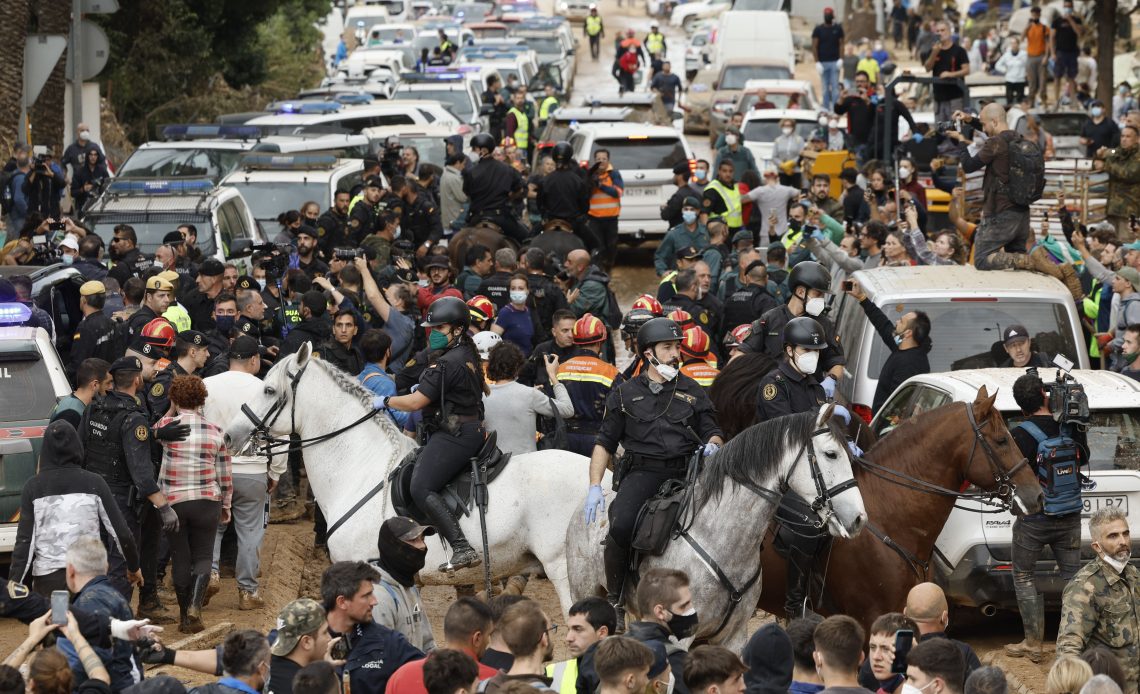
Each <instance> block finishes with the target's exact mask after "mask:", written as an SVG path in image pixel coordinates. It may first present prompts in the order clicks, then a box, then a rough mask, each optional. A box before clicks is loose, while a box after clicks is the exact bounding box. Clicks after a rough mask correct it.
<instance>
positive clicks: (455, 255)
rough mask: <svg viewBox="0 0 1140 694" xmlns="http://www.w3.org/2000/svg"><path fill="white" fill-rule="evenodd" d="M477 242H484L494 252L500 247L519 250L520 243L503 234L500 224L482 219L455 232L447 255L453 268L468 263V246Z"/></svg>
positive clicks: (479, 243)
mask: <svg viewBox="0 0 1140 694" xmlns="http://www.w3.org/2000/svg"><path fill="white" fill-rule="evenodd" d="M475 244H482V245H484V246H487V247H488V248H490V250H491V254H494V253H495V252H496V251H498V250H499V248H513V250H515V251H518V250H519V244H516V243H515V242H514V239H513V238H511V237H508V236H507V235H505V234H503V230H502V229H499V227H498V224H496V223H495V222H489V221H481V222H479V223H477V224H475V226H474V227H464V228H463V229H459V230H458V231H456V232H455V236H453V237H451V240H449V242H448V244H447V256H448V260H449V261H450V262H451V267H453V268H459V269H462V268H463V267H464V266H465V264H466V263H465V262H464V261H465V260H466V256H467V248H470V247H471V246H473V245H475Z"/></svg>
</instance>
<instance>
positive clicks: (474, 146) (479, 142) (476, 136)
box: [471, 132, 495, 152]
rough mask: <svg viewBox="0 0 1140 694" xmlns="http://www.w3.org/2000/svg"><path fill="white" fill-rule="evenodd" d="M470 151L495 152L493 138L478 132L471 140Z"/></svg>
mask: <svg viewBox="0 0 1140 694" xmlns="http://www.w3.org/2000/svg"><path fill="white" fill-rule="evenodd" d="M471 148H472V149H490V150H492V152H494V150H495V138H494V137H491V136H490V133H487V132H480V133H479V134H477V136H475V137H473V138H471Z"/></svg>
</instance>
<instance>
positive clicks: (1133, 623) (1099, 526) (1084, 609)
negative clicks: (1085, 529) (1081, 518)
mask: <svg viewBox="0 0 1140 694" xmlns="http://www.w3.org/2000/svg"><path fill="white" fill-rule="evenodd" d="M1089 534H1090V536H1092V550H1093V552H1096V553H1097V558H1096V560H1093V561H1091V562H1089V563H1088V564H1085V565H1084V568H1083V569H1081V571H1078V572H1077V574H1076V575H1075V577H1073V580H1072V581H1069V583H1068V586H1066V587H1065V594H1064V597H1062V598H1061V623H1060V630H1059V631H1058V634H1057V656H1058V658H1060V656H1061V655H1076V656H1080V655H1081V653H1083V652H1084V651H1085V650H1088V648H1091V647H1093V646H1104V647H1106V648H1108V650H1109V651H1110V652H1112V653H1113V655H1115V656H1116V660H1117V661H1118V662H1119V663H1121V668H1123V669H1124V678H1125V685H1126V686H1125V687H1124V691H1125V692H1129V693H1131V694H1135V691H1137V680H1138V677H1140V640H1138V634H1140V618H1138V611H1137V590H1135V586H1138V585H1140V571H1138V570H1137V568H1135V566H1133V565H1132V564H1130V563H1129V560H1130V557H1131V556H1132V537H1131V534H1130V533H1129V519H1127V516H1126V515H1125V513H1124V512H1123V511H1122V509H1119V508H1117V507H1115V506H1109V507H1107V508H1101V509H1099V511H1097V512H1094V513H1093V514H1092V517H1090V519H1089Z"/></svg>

...

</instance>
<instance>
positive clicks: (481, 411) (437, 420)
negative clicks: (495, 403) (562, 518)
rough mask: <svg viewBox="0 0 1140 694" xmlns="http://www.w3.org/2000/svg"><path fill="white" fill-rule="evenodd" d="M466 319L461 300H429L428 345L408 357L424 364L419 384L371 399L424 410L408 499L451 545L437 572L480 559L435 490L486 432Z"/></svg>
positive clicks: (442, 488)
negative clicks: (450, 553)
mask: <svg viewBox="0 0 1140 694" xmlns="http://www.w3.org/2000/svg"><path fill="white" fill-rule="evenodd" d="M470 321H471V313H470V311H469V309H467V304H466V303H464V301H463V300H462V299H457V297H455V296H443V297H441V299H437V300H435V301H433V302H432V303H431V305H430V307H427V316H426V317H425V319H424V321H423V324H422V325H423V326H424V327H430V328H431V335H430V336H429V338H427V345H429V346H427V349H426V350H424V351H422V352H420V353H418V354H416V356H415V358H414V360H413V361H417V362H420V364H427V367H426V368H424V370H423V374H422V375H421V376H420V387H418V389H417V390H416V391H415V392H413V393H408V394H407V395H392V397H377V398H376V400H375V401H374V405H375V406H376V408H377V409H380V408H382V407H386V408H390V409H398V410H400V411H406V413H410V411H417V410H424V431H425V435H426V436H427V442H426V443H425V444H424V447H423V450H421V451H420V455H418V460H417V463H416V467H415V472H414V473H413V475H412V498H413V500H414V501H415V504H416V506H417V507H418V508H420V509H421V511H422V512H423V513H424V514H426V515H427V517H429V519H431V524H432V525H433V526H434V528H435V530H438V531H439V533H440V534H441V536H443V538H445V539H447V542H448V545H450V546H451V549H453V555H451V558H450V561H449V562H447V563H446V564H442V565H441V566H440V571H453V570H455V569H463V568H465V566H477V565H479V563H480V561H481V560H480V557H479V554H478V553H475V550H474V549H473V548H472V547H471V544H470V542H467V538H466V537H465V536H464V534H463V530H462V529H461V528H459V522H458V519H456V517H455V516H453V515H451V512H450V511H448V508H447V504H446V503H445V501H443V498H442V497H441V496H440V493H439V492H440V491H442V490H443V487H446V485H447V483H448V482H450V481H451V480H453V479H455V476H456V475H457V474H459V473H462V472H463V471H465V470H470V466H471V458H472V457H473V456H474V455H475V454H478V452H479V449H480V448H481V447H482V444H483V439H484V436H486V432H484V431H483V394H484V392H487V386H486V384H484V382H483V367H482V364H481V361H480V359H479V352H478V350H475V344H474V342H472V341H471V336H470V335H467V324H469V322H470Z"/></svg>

→ 任务要求: 请原样输出上方数据中的若干行：从包含“Each <instance> block”的那一行开始，到包含“positive clicks: (455, 255)”的那一行结束，首尾两行均包括在内，其余内容一概不输出。

→ 任务输出:
Each <instance> block finishes with the target's exact mask after "mask:", written as an SVG path in image pixel coordinates. It may first present prompts in the order clicks, then a box, then a rough mask, each optional. A box before clicks is loose, while a box after clicks is the exact bounding box. Clicks after a rough mask correct it.
<instance>
positive clicks: (455, 255)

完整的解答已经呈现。